** Start **
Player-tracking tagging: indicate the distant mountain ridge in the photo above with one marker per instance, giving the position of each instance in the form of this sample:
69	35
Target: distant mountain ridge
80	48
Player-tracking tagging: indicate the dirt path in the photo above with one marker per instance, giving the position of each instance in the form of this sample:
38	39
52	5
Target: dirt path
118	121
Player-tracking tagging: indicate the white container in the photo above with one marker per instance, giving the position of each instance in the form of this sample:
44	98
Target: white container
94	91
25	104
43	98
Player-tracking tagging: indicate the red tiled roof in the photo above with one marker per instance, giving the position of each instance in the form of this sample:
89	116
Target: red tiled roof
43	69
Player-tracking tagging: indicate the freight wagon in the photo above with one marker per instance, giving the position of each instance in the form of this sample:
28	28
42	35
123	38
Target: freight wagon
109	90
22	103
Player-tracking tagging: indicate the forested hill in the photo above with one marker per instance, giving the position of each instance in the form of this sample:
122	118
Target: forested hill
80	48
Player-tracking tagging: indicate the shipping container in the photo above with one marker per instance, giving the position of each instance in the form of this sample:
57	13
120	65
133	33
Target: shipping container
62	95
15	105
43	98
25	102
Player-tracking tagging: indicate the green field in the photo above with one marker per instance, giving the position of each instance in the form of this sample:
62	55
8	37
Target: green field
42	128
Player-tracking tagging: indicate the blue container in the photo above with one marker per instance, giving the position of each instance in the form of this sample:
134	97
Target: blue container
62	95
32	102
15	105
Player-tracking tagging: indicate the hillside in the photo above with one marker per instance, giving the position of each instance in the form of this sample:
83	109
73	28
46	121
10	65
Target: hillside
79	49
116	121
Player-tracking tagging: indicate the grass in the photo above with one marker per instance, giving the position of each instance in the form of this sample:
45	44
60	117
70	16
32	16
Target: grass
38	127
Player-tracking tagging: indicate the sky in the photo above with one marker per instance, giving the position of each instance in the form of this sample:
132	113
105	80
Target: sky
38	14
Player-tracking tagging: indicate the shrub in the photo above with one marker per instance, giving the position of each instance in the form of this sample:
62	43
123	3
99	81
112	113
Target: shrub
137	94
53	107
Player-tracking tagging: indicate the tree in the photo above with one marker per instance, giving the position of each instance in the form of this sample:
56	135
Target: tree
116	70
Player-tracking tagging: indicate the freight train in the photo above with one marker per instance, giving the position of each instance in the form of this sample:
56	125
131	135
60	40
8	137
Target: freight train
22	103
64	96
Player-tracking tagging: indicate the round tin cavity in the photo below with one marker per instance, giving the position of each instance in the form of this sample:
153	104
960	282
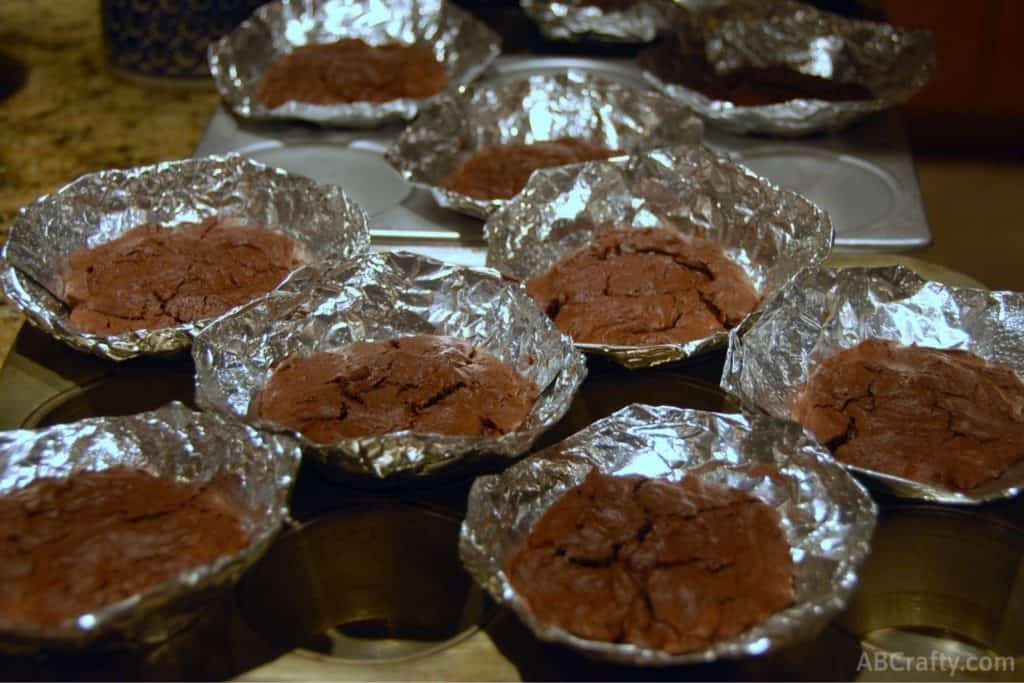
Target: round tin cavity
375	582
945	585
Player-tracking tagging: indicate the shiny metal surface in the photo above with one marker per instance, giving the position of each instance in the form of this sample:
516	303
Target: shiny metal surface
381	296
878	146
239	59
172	441
532	109
99	207
827	518
771	233
891	62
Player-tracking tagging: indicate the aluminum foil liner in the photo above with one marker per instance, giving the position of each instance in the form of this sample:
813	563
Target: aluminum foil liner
239	60
892	63
99	207
574	19
174	442
826	516
539	108
382	296
770	232
824	310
** End **
# Work to complete:
Please write out all the data again word for word, but not the pictures.

# Solution below:
Player-tracking tagging: indicate the distant mountain ridge in the photo above with one marker per instance, giving the position of each instance in the form of this sample:
69	35
Target: distant mountain ridge
80	48
Player-tracking tagging: indicate the dirt path in the photo above with one marker per instance, giving the position of each instance in the form of this sample:
38	39
52	5
Target: dirt path
118	121
Player-tracking tagging: indicate the white container in the photo above with one marker per instance, giving the position of each instance in the form of this sample:
44	98
Target: white container
94	91
25	104
43	98
Player-tracking tagging: indicate the red tiled roof in the photo above with one marker per instance, giving the position of each instance in the form of this sample:
89	116
Target: red tiled roof
43	69
Player-tracking tagging: indicate the freight wagon in the photo above with one marker per instance, giving the position of each instance in the form of this sample:
28	28
42	35
123	38
Target: freight wagon
109	90
22	103
Player-tracking tagging: indicate the forested hill in the photo above with one marker per instance, giving the position of each instance in the form of this sample:
122	118
Target: forested hill
80	48
Player-tracking tagging: indicate the shipping container in the photo above with one marker per instance, giving the position of each instance in the form of this sample:
57	13
120	65
133	33
Target: shipping container
62	95
15	105
43	98
25	102
Player-tracking tagging: indicate the green field in the photo above with one marker per instance, giving the position of each instance in the form of this sample:
62	55
8	37
Target: green field
42	128
Player-tracking tagging: indicate the blue container in the photo above with one marker per instance, giving the position of each instance in the form of this sample:
134	97
Target: blue container
62	95
32	102
15	105
Player-tracking tagging: indicate the hillside in the photo above with one marker per instance, giving the position of each instance in the form of this sample:
83	109
73	28
46	121
10	65
Target: hillside
79	49
116	121
Player-tracking tagging: indicate the grass in the photo above with one marker per instance, giving the position of each instance in the form of this sample:
45	44
60	117
70	16
32	16
Target: grass
38	127
Player-tracking tagging: indicate the sky in the photo above with one marker per instance, giving the position of each instance in the form of this sample:
132	113
105	80
Target: sky
38	14
Player-tracking tagging: indicate the shrub in the photo above with one marker per instance, giving the position of each instance in the form of this sample:
62	43
123	3
99	81
112	113
Target: shrub
137	94
53	107
Player-tracking tagging: indicate the tree in the photo above with one marker per instance, giving the position of each instance in the form of this sample:
56	135
Target: tree
116	70
Player-tracking tagging: indicate the freight train in the photo above with one marker per instance, giving the position of each instance in the form of this sample:
56	125
131	135
60	40
8	137
Target: freight train
22	103
64	96
Player-tracking tagging: indicate the round tin cavity in the photo below with one marker per instance, giving the position of each instance in the form of this sample:
153	104
960	282
Target: round tin cavity
375	582
945	585
Player-tracking tagging: indicate the shiny metal surface in the photo above with one marker per instance, giving the position of each instance in the form of this sample:
516	303
Target: shiny metal surface
381	296
878	146
239	59
172	441
532	109
99	207
827	518
771	233
891	62
Player-tracking tagging: indicate the aluminum foil liner in the photo above with one marker per instance, giving the position of each instance in the form of this sample:
813	563
Target: aluminum foil liner
239	60
892	63
99	207
574	19
174	442
826	516
539	108
382	296
770	232
824	310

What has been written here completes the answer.